Collect every line of the listing below that contains the string "door", and note that case counts.

[Pointing dataset excerpts]
= = = = = = =

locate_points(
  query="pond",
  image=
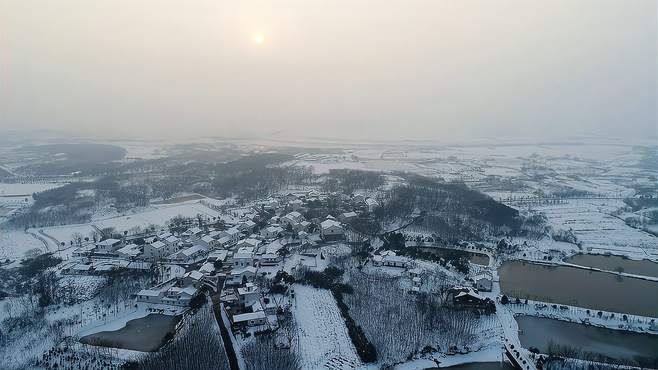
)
(579, 287)
(588, 342)
(615, 263)
(147, 334)
(481, 366)
(476, 258)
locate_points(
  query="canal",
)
(615, 263)
(588, 342)
(579, 287)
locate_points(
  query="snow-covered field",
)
(156, 215)
(15, 243)
(323, 338)
(15, 189)
(597, 229)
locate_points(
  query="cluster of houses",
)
(225, 258)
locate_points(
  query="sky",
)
(412, 69)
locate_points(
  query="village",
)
(319, 275)
(241, 266)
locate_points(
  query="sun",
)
(258, 38)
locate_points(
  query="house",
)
(171, 240)
(177, 296)
(158, 250)
(470, 298)
(371, 204)
(107, 246)
(149, 296)
(247, 226)
(223, 242)
(271, 232)
(295, 204)
(189, 255)
(483, 282)
(193, 278)
(129, 251)
(347, 216)
(248, 295)
(415, 272)
(209, 240)
(293, 218)
(233, 234)
(331, 230)
(250, 319)
(207, 268)
(243, 257)
(249, 243)
(240, 274)
(217, 255)
(195, 231)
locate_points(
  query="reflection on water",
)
(615, 263)
(146, 334)
(617, 345)
(579, 287)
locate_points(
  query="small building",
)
(347, 216)
(270, 259)
(371, 204)
(129, 251)
(331, 230)
(158, 250)
(250, 319)
(240, 275)
(233, 234)
(107, 246)
(217, 255)
(189, 255)
(483, 282)
(271, 232)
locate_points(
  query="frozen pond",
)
(615, 263)
(579, 287)
(482, 366)
(584, 341)
(147, 334)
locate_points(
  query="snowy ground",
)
(16, 243)
(150, 216)
(15, 189)
(323, 338)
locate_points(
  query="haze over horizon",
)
(358, 69)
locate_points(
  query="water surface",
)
(615, 345)
(147, 334)
(615, 263)
(579, 287)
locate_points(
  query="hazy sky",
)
(340, 68)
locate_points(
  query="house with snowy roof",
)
(330, 229)
(158, 250)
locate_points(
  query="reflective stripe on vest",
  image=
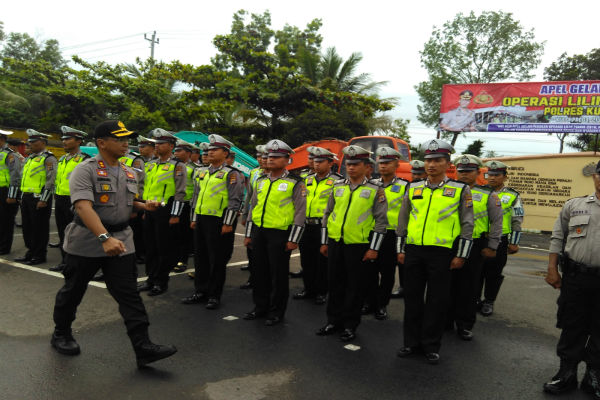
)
(394, 194)
(481, 219)
(433, 218)
(34, 175)
(317, 195)
(4, 172)
(160, 182)
(507, 200)
(352, 216)
(189, 183)
(275, 204)
(63, 173)
(213, 196)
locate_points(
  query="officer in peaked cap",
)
(250, 188)
(512, 209)
(217, 199)
(435, 235)
(487, 231)
(10, 169)
(72, 139)
(37, 186)
(574, 247)
(185, 235)
(417, 170)
(165, 182)
(354, 225)
(103, 192)
(274, 228)
(319, 186)
(381, 278)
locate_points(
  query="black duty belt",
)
(109, 228)
(573, 266)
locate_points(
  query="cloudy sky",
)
(389, 34)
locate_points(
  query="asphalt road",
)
(512, 354)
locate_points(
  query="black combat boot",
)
(564, 381)
(147, 352)
(591, 382)
(64, 343)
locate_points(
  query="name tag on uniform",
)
(449, 192)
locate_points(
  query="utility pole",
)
(152, 41)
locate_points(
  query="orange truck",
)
(370, 143)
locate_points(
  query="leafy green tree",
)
(484, 48)
(574, 68)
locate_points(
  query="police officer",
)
(255, 173)
(278, 212)
(487, 231)
(513, 213)
(37, 186)
(217, 198)
(185, 237)
(574, 246)
(72, 139)
(354, 225)
(319, 186)
(103, 192)
(435, 235)
(165, 182)
(381, 279)
(10, 180)
(417, 170)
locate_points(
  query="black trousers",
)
(185, 236)
(347, 282)
(36, 225)
(464, 294)
(160, 256)
(579, 318)
(381, 278)
(271, 269)
(120, 277)
(215, 252)
(63, 215)
(426, 295)
(314, 264)
(139, 238)
(7, 221)
(491, 276)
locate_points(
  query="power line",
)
(98, 42)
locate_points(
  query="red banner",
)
(566, 106)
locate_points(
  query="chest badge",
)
(449, 192)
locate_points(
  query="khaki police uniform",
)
(218, 192)
(513, 213)
(62, 207)
(577, 234)
(314, 264)
(277, 216)
(10, 181)
(487, 232)
(37, 184)
(354, 222)
(435, 225)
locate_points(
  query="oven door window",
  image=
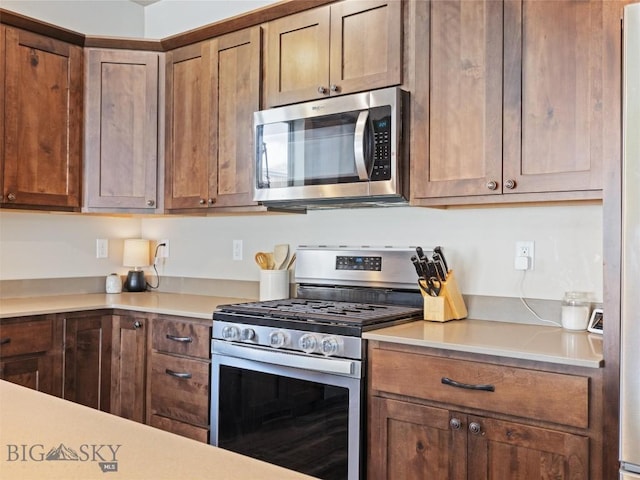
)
(294, 423)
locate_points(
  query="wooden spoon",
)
(280, 254)
(262, 260)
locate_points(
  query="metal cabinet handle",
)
(186, 375)
(180, 339)
(485, 387)
(475, 428)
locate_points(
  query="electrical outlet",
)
(102, 248)
(163, 252)
(237, 249)
(524, 255)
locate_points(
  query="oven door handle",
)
(259, 354)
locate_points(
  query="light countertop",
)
(528, 342)
(89, 444)
(196, 306)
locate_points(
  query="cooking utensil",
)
(280, 255)
(262, 259)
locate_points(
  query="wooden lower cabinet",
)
(421, 428)
(128, 364)
(31, 353)
(179, 373)
(87, 360)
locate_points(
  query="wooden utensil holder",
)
(448, 305)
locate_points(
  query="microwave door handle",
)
(359, 145)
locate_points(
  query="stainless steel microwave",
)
(337, 151)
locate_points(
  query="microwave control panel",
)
(381, 127)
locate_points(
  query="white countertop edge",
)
(470, 348)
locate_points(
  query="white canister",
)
(274, 284)
(575, 310)
(113, 283)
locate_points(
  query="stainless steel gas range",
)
(289, 376)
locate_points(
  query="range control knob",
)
(308, 343)
(247, 334)
(278, 339)
(330, 346)
(231, 333)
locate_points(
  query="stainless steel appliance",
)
(288, 376)
(342, 150)
(630, 333)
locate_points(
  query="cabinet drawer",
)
(26, 337)
(183, 338)
(180, 388)
(546, 396)
(200, 434)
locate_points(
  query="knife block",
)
(448, 305)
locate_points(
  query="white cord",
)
(524, 302)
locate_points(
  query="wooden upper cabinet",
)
(346, 47)
(513, 102)
(213, 88)
(121, 130)
(42, 121)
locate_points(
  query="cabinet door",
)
(553, 119)
(498, 449)
(128, 364)
(42, 121)
(236, 86)
(87, 364)
(457, 147)
(189, 148)
(121, 148)
(411, 441)
(297, 58)
(366, 45)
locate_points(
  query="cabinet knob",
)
(475, 428)
(510, 184)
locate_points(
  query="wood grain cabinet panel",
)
(121, 131)
(42, 136)
(213, 88)
(508, 101)
(343, 48)
(87, 360)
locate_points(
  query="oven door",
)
(304, 419)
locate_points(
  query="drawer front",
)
(26, 337)
(180, 388)
(179, 428)
(183, 338)
(546, 396)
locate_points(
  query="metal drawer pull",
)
(178, 374)
(180, 339)
(468, 386)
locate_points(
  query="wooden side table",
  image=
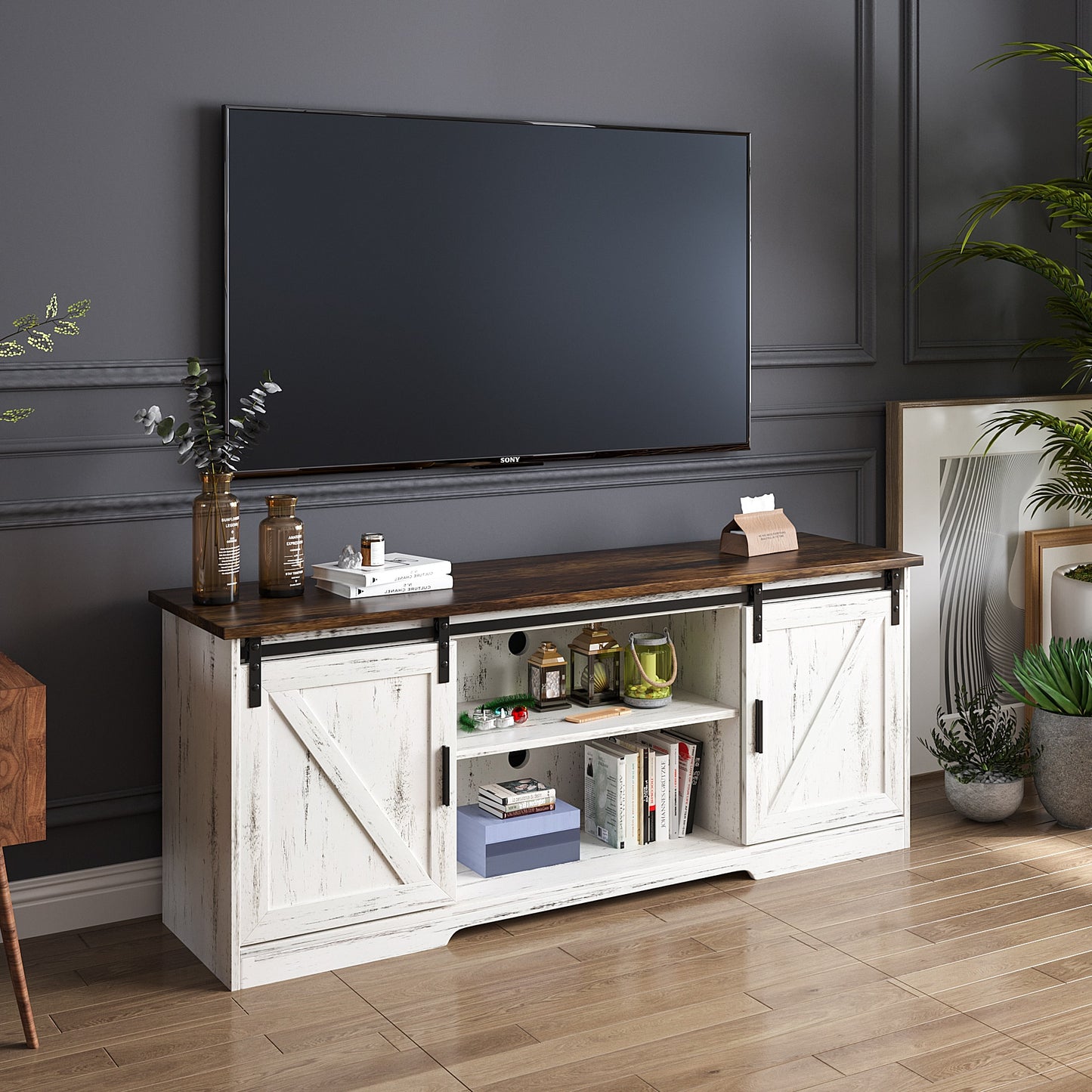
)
(22, 803)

= = = = = = =

> _Result of the exercise_
  query="oven door window",
  query="oven door handle",
  query="microwave door handle",
  query="cabinet door",
  query="oven door",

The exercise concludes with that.